* _Given request_
Render the entries as a two-column CSV with the headers entry_text and answer, one row per entry, beginning with the line containing "Identify each instance of the vehicle canopy" and continuing through the line containing "(1028, 157)". Put each entry's text and its answer in a single quoted field apiece, with line breaks replaced by spaces.

* _Extracted data_
== == ==

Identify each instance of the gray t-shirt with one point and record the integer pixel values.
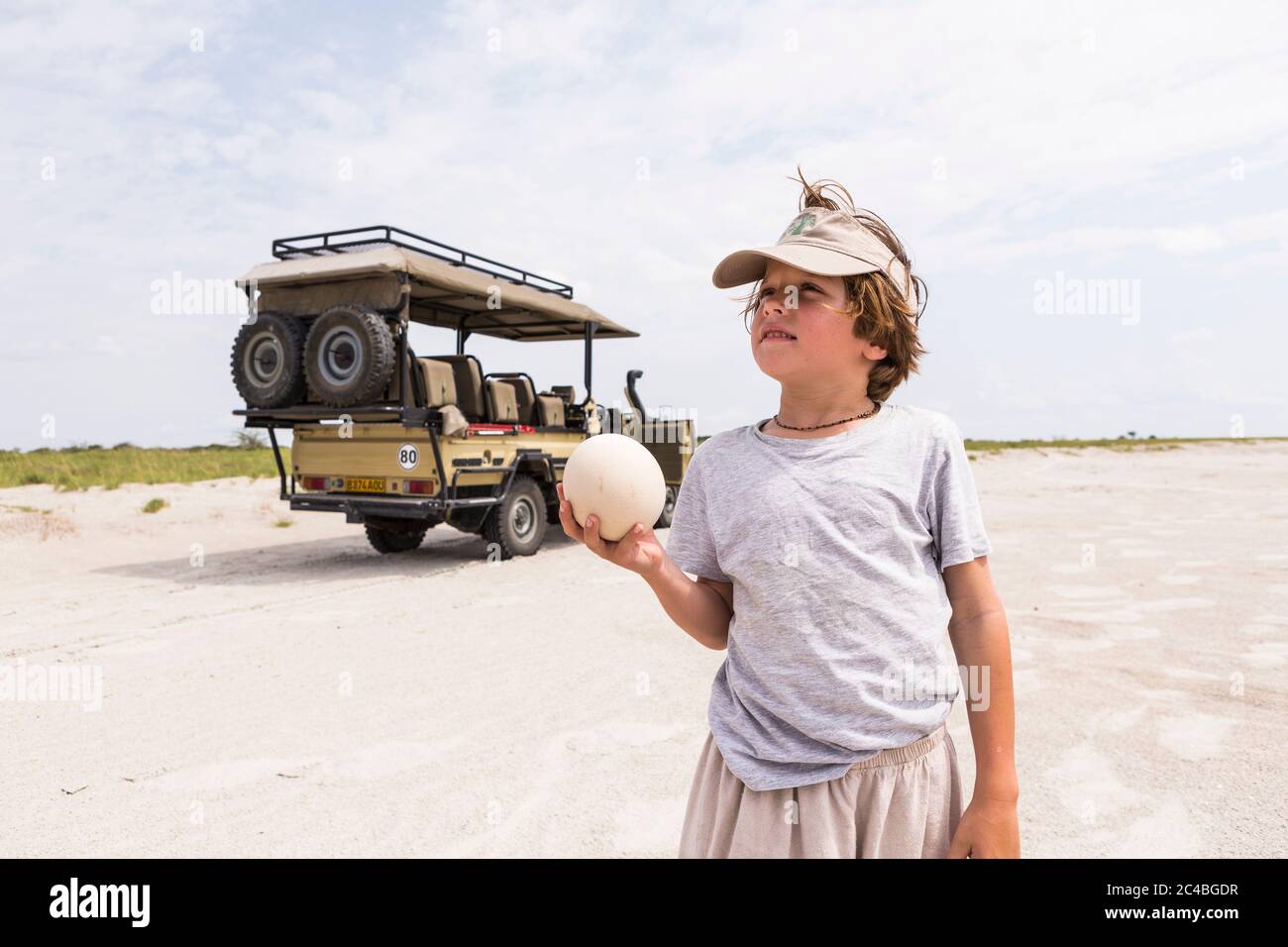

== == ==

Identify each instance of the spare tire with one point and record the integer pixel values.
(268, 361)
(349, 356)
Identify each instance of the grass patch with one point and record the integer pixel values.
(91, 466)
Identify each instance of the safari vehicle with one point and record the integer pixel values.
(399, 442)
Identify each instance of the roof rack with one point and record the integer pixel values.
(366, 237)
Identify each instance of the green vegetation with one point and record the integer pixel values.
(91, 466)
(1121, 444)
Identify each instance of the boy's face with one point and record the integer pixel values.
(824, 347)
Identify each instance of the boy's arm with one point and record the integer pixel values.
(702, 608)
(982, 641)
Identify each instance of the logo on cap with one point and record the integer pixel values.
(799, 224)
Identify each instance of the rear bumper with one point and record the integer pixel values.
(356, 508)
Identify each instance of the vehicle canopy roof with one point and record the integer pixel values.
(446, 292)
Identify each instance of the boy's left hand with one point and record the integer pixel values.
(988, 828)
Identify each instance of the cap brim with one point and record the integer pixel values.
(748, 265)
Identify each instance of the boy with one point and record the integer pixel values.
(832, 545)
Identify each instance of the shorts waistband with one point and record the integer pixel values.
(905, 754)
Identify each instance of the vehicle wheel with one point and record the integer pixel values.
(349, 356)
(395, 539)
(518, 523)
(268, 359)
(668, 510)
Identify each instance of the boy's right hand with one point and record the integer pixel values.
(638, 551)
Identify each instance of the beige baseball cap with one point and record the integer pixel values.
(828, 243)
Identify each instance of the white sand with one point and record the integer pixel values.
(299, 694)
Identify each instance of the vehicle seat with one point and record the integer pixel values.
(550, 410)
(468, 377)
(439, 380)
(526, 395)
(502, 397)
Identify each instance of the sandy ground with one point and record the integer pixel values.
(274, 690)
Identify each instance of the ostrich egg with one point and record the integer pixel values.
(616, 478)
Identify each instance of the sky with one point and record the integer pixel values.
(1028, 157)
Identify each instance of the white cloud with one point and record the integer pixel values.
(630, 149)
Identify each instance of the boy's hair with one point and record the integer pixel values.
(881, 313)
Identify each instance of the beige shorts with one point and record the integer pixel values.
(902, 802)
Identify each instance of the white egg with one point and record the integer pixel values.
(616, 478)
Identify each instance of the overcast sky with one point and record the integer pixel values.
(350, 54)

== == ==

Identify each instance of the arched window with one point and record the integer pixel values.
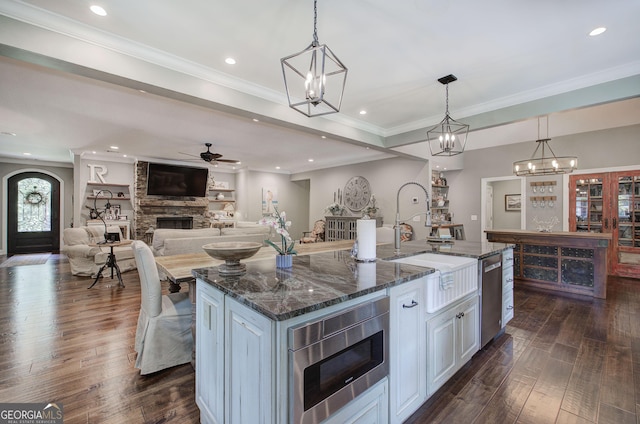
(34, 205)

== == ==

* _Task output_
entry_text,answer
"Identify each instance of the vehicle canopy roof with one point and record the integer pixel values.","(446, 292)"
"Identify each instance of the boy's left hand with one point and record the integer pixel values.","(988, 828)"
"Identify each instance of the cap brim with one point and record the integer pixel values.","(748, 265)"
"Identify each instance of the boy with one point and record the integer pixel values.","(832, 545)"
"Identify each instance of the shorts waistband with one point and record the integer pixel values.","(905, 754)"
"Identify each instance of the vehicle wheel with one point and record the integer pixel values.","(349, 356) (395, 539) (518, 523) (268, 359) (668, 510)"
"Identify each instance of the boy's right hand with one point and record the integer pixel values.","(638, 551)"
"Identify each instance of the beige baseball cap with one point and record the integer pixel values.","(828, 243)"
"Identify each instance of the white sand with one point and record the integer pixel values.","(299, 694)"
"Identify each instance of the vehicle seat with one point and record the integer pixel values.","(550, 410) (468, 377) (439, 380) (526, 395) (502, 397)"
"Identify each instance of the sandy ground with one point and record the integer pixel values.","(274, 690)"
"Identify each instance of the ostrich egg with one point and record the integer pixel values.","(616, 478)"
"Identify each instance of the sky with one point and record the integer pixel values.","(1028, 157)"